State how many of the lines below contain the word "black". Give the number alone.

===== Rows =====

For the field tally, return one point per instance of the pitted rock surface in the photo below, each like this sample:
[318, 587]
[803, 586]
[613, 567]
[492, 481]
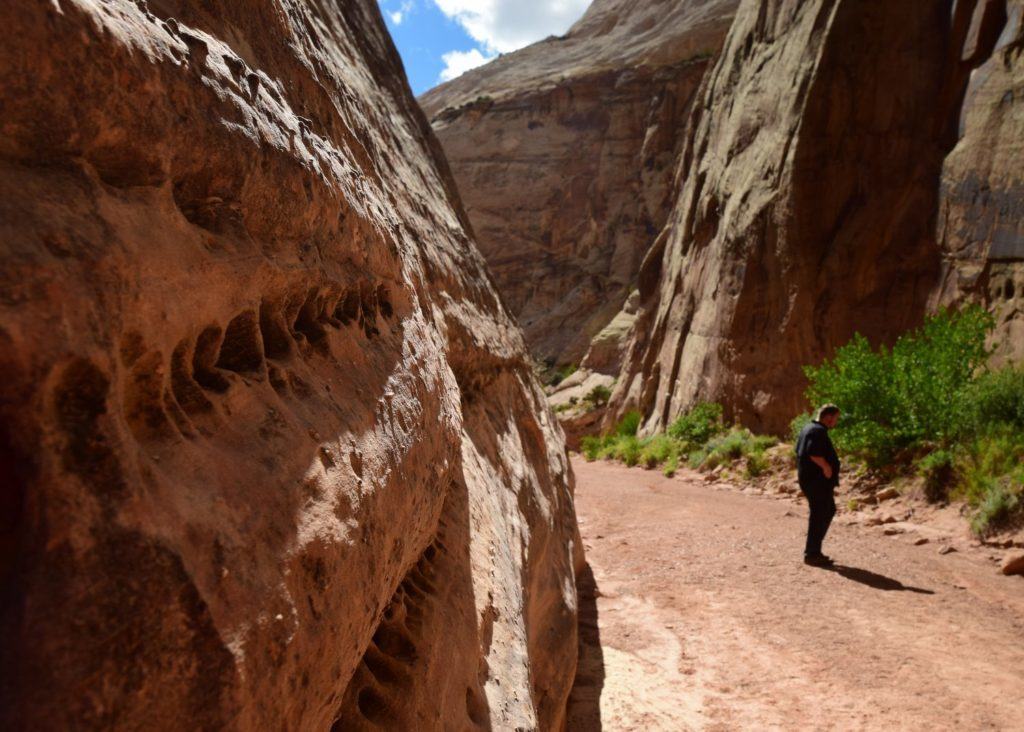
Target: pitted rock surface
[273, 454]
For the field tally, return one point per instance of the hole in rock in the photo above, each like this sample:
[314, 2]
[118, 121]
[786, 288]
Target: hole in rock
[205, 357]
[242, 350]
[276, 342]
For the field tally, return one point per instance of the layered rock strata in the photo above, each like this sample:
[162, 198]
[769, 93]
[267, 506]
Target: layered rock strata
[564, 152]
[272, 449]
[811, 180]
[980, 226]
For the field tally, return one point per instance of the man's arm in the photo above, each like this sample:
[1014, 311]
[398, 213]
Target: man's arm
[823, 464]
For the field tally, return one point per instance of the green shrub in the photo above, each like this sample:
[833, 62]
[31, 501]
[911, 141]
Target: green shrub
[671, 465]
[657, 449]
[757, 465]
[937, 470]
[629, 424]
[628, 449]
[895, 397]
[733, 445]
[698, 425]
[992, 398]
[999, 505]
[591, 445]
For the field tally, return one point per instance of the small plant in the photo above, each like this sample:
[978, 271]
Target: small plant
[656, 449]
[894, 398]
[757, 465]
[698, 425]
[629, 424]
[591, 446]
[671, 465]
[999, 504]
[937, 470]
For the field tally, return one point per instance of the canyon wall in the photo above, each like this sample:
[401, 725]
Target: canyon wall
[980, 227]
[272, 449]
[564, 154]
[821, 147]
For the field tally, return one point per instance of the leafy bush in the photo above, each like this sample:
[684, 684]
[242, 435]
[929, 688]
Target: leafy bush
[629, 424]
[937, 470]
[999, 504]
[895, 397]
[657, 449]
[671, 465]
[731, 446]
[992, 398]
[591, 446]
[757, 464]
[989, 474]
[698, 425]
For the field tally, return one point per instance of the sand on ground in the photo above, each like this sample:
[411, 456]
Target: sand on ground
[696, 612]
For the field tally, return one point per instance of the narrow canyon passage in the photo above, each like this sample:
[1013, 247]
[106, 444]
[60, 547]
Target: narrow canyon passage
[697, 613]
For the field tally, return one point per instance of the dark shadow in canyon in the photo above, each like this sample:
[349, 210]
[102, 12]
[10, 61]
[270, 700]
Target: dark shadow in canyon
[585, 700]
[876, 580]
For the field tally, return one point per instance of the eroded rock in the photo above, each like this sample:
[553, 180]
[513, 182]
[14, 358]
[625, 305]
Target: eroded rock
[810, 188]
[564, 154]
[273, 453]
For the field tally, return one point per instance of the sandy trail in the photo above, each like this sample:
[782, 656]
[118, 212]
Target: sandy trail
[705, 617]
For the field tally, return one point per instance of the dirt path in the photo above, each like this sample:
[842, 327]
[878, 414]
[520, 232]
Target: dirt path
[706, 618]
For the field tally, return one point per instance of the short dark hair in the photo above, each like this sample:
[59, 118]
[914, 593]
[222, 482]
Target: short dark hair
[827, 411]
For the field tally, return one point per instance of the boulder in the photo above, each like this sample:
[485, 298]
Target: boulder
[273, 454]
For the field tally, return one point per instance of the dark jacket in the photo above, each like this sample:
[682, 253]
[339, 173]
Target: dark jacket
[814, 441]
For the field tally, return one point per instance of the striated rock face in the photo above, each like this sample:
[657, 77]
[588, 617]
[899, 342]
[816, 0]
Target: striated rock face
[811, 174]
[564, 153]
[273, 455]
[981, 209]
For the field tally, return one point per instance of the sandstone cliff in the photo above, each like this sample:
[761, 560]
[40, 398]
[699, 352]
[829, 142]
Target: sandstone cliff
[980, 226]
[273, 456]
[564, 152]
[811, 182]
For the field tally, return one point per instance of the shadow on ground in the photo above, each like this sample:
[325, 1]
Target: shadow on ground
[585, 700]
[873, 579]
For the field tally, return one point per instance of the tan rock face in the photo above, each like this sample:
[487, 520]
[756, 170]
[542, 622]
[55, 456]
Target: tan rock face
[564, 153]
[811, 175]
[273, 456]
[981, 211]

=====
===== Rows =====

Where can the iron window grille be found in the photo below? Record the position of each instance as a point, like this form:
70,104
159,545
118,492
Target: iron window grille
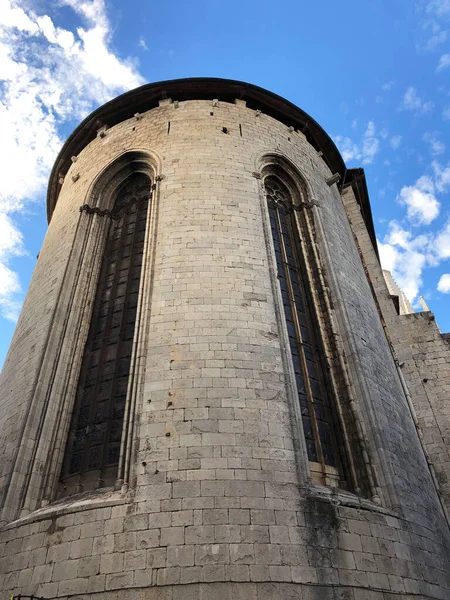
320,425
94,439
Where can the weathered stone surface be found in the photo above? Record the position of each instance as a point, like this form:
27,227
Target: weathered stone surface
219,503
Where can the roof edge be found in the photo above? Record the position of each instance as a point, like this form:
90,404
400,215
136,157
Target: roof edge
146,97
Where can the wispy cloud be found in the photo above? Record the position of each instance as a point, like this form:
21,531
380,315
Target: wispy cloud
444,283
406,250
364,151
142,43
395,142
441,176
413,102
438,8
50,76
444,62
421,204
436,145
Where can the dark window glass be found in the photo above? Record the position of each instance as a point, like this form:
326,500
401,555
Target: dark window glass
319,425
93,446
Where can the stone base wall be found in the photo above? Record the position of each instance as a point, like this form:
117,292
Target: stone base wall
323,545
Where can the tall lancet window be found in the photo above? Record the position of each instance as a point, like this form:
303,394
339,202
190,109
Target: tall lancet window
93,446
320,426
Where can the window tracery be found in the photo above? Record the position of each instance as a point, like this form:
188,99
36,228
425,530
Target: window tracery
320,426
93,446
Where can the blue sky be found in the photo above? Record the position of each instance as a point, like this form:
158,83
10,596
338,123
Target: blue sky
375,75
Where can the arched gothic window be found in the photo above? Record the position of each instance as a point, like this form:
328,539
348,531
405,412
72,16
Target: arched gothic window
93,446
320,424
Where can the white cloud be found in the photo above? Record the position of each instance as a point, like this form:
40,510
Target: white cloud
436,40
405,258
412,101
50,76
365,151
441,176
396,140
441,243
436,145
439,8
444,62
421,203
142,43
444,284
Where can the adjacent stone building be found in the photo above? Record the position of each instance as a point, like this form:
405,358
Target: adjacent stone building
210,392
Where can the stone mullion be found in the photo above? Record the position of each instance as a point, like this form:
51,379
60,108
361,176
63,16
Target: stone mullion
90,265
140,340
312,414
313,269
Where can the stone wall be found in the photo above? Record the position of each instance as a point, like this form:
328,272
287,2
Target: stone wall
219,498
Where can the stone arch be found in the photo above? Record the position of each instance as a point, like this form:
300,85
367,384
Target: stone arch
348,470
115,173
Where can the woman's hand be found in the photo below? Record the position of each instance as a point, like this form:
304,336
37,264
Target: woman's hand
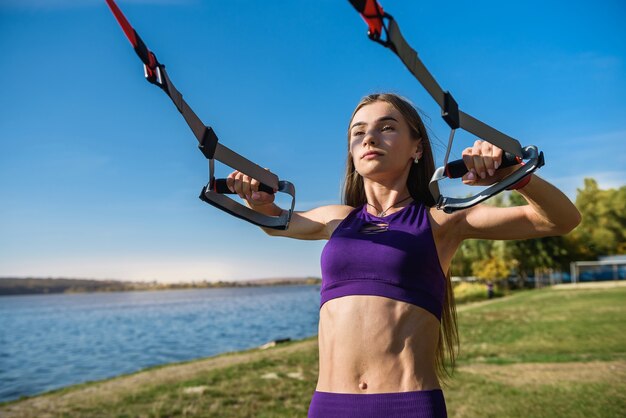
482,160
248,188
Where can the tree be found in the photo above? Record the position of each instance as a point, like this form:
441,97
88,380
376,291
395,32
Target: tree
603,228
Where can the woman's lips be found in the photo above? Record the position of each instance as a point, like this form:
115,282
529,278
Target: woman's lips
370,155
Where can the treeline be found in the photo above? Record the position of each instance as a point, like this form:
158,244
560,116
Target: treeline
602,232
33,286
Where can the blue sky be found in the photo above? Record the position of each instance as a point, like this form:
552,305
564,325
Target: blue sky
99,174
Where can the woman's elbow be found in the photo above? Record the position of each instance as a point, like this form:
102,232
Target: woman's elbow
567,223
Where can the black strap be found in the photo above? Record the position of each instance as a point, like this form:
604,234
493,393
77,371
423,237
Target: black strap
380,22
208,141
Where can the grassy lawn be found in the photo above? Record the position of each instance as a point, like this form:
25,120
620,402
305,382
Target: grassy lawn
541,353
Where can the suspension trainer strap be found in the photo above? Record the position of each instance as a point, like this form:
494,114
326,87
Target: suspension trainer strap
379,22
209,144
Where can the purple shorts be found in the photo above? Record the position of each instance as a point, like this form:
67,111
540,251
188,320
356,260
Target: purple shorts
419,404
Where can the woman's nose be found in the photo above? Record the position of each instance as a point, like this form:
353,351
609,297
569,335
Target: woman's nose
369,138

=====
===== Rows =====

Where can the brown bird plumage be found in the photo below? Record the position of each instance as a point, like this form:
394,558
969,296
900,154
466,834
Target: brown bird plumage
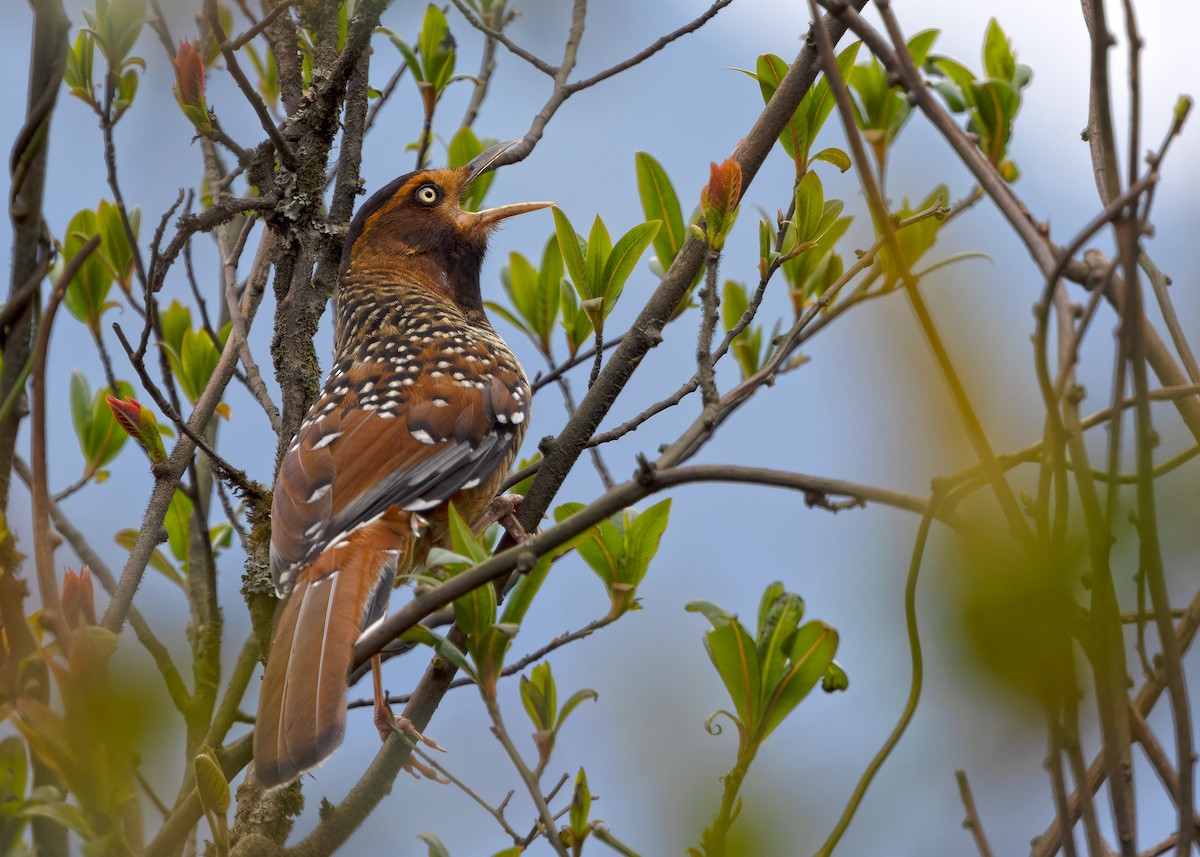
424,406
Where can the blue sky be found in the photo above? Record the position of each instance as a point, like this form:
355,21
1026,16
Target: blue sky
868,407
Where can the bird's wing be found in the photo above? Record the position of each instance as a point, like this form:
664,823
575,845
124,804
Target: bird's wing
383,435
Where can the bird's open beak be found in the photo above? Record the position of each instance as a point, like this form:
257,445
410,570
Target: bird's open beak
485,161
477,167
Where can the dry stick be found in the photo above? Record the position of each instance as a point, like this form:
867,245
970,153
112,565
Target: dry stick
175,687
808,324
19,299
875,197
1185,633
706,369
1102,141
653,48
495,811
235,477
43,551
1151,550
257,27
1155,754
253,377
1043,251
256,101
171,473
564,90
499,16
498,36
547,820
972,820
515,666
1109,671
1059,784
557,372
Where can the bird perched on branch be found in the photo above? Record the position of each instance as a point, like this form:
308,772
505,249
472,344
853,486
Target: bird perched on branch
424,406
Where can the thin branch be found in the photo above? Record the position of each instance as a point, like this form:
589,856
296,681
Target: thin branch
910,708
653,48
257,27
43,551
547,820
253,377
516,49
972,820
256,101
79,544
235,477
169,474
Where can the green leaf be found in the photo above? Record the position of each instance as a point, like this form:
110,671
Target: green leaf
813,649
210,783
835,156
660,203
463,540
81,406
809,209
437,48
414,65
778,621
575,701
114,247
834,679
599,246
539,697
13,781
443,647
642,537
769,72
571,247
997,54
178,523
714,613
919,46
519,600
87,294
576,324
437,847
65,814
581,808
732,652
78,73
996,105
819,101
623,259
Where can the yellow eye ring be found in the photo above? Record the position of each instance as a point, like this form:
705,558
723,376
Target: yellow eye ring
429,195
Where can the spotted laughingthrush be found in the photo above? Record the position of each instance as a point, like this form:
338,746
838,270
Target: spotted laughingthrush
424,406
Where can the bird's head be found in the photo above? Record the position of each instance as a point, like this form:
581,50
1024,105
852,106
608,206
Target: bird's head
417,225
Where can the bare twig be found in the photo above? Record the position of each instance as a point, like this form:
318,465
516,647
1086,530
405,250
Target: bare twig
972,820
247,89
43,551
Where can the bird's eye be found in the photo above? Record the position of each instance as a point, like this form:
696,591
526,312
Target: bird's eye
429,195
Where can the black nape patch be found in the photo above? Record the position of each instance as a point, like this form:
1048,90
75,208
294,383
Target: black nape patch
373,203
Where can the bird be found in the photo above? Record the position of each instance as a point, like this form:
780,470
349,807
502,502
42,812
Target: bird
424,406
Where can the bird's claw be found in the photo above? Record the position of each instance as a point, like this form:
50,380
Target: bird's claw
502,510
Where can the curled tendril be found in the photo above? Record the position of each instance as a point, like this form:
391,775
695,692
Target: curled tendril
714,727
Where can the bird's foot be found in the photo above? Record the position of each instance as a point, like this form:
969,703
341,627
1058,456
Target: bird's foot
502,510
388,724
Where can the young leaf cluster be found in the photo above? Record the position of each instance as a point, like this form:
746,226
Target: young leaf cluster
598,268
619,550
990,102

=====

**The solution**
4